## STATED EXERCISE 1
Transcribe the entire forum thread on the Arabic genitive of possession word for word.

# Genitive of possession with more than two possessions



## Bilbo Baggins

Hi,

I know that if I want to say: "Tom's door and car" in Arabic, I would say: "The door of Tom and his car". However, what if I wanted to add yet another possession? Would I continue the paradigm indefinitely? For example, if I wanted to say: "Tom's door and car and house" would I say: "The door of Tom and his car and his house." ?

Thanks.


----------



## kifaru

This is my guess: add -hu to the end of each of the following things after the first. ال باب ال تام و سياره و بيته


----------



## cherine

Yes, you say سيارة توم وبيته وزوجته وأولاده وعائلته وعمله وأشياؤه ...


----------



## إسكندراني

Bilbo Baggins said:


> "Tom's door and car and house"


باب «طوم» وسيارته وبيته


----------



## Bilbo Baggins

Thanks, all!


----------



## kifaru

إسكندراني said:


> باب «طوم» وسيارته وبيته


Why no ال before Tom and door?


----------



## clevermizo

kifaru said:


> Why no ال before Tom and door?



Because باب is مضاف and as such would not receive ال التعريف. Tom is مضاف إليه and would normally receive ال التعريف but Tom is a proper name that does not receive ال. Similarly you would not say سيارة الموسى * to say Mūsa's (Moses') car, but rather سيارة موسى.


----------



## kifaru

clevermizo said:


> Because باب is مضاف and as such would not receive ال التعريف. Tom is مضاف إليه and would normally receive ال التعريف but Tom is a proper name that does not receive ال. Similarly you would not say سيارة الموسى * to say Mūsa's (Moses') car, but rather سيارة موسى.


I got it. Thanks.

Excerpts from a point labeling dataset
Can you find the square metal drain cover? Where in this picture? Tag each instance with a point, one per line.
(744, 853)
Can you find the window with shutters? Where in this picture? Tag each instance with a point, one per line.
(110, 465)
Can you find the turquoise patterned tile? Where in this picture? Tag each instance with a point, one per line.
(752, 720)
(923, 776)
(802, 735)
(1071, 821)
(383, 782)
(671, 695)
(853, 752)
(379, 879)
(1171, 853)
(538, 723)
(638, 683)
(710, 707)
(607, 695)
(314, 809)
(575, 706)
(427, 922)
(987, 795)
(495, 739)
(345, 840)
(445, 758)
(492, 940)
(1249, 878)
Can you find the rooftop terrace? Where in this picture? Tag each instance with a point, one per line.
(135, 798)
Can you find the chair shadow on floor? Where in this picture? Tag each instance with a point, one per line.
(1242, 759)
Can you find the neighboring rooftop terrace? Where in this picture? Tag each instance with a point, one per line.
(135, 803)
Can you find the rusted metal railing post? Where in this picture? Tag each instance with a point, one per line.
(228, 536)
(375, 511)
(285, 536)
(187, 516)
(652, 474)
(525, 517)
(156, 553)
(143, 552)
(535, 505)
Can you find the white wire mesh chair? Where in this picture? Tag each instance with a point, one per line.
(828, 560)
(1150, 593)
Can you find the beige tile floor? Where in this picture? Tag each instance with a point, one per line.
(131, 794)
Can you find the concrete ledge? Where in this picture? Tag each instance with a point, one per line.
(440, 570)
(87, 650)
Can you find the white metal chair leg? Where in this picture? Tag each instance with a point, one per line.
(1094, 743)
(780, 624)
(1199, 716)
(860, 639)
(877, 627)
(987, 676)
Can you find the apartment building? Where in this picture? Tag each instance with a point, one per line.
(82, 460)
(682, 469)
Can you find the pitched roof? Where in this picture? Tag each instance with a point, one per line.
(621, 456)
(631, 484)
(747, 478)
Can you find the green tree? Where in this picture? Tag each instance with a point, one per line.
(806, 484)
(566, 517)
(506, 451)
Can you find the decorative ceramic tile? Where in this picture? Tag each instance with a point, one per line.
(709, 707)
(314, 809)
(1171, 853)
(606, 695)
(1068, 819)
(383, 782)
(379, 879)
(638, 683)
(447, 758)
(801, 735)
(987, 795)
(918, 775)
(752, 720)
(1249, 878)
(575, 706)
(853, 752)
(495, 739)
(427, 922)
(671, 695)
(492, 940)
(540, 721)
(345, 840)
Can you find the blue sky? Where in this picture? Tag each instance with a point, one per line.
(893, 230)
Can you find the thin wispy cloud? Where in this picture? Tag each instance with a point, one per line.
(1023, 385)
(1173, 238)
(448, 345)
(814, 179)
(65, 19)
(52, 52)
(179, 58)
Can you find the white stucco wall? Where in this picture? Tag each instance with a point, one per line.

## STATED EXERCISE 2
Report how many lines in the rows contain the word "chair", and give only that number.

## WRITTEN REPLY 1
# Genitive of possession with more than two possessions



## Bilbo Baggins

Hi,

I know that if I want to say: "Tom's door and car" in Arabic, I would say: "The door of Tom and his car". However, what if I wanted to add yet another possession? Would I continue the paradigm indefinitely? For example, if I wanted to say: "Tom's door and car and house" would I say: "The door of Tom and his car and his house." ?

Thanks.


----------



## kifaru

This is my guess: add -hu to the end of each of the following things after the first. ال باب ال تام و سياره و بيته


----------



## cherine

Yes, you say سيارة توم وبيته وزوجته وأولاده وعائلته وعمله وأشياؤه ...


----------



## إسكندراني

Bilbo Baggins said:


> "Tom's door and car and house"


باب «طوم» وسيارته وبيته


----------



## Bilbo Baggins

Thanks, all!


----------



## kifaru

إسكندراني said:


> باب «طوم» وسيارته وبيته


Why no ال before Tom and door?


----------



## clevermizo

kifaru said:


> Why no ال before Tom and door?



Because باب is مضاف and as such would not receive ال التعريف. Tom is مضاف إليه and would normally receive ال التعريف but Tom is a proper name that does not receive ال. Similarly you would not say سيارة الموسى * to say Mūsa's (Moses') car, but rather سيارة موسى.


----------



## kifaru

clevermizo said:


> Because باب is مضاف and as such would not receive ال التعريف. Tom is مضاف إليه and would normally receive ال التعريف but Tom is a proper name that does not receive ال. Similarly you would not say سيارة الموسى * to say Mūsa's (Moses') car, but rather سيارة موسى.


I got it. Thanks.

## WRITTEN REPLY 2
3